** BEGIN Text **

SFbangarang's picture
SFbangarang

100% Whole Grain Sourdough Help

Super new to baking but pretty hellbent on only using whole grains. Been using locally milled, stone ground, white Sonora flour 86% hydration.  Getting all kinds of good rise on the bulk ferment and stretch and folds but it kinda starts to go south when I pre form the loaf (pictured) and let it bench rest. I've got the technique down (I think) but the dough breaks across the top. Am I working it too much or do I need to figure out how to get a stronger gluten structure?  

Then once I put it in the banneton and do the final proofing it doesn't hold up well when dumped into the dutch oven.  If I kinda un-gracefully pour it into my clay baker I can get a decent bake out of it and the loaf looks pretty good.  But I know that there is lots to improve here.  

Would love some thoughts. Cheers! 

suminandi's picture
suminandi

I think white sonora is considered a soft wheat ( not particularly high gluten), so it has to be handled to accomodate that. That dough looks over fermented. Advice-

1) make sure your starter is ‘young’ and not too acidic, meaning use before it peaks

2) much less water - 75% should work ( a few percent more if it’s hard to mix).

** END Text **
** BEGIN Supplied material **

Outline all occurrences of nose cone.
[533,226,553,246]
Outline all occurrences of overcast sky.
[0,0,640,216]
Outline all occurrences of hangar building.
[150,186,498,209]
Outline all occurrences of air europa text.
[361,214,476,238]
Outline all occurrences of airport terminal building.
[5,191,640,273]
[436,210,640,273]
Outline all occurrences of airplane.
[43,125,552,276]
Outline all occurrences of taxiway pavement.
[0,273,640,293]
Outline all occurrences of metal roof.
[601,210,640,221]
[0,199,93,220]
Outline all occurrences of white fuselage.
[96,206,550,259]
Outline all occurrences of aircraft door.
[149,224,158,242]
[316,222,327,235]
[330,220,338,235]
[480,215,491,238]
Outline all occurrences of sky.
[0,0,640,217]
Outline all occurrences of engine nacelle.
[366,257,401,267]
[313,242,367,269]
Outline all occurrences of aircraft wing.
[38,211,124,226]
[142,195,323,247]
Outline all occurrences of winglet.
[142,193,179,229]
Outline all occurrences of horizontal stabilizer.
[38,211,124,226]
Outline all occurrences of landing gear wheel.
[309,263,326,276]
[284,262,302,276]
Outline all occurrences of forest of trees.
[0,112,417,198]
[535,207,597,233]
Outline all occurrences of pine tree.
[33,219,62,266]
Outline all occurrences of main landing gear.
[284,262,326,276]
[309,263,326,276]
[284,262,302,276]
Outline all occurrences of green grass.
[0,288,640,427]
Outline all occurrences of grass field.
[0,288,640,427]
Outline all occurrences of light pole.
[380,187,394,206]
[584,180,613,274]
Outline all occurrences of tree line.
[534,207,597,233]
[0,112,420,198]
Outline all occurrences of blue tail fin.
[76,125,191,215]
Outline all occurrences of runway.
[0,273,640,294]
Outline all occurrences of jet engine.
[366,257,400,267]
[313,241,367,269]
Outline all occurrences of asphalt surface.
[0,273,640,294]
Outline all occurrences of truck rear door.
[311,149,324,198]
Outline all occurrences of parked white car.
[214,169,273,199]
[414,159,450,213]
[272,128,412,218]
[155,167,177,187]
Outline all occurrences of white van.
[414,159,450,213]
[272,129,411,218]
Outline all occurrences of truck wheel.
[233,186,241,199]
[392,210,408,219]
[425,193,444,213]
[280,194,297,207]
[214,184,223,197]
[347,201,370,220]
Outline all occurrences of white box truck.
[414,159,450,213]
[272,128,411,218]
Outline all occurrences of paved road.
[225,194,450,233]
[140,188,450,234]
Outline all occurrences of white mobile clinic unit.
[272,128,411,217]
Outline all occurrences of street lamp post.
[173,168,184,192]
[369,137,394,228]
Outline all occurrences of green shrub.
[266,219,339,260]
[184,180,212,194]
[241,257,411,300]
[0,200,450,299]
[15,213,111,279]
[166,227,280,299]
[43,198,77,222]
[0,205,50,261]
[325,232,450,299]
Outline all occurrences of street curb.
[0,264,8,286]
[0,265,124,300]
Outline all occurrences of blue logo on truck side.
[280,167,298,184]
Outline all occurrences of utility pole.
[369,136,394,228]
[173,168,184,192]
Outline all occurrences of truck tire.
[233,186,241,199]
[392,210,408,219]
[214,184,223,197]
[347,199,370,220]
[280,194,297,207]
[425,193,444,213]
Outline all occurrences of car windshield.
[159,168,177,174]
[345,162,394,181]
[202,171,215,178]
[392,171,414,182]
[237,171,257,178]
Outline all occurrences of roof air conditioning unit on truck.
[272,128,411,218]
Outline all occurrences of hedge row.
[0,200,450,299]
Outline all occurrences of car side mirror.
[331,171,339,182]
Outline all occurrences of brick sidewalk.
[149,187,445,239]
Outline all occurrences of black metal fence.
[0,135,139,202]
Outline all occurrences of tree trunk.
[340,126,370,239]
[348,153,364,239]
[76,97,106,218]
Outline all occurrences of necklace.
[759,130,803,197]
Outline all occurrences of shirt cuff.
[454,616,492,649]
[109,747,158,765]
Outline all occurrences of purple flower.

** END Supplied material **

| Task requirements |
a – Which pieces of baking equipment does the sourdough thread mention?
b – Write out the part of the sourdough thread starting with "Would love some" and going on through "hard to mix).".
This data stands apart from the sourdough thread.

| Responses for each task |
a – banneton, dutch oven, clay baker

b –
Would love some thoughts. Cheers! 

suminandi's picture
suminandi

I think white sonora is considered a soft wheat ( not particularly high gluten), so it has to be handled to accomodate that. That dough looks over fermented. Advice-

1) make sure your starter is ‘young’ and not too acidic, meaning use before it peaks

2) much less water - 75% should work ( a few percent more if it’s hard to mix).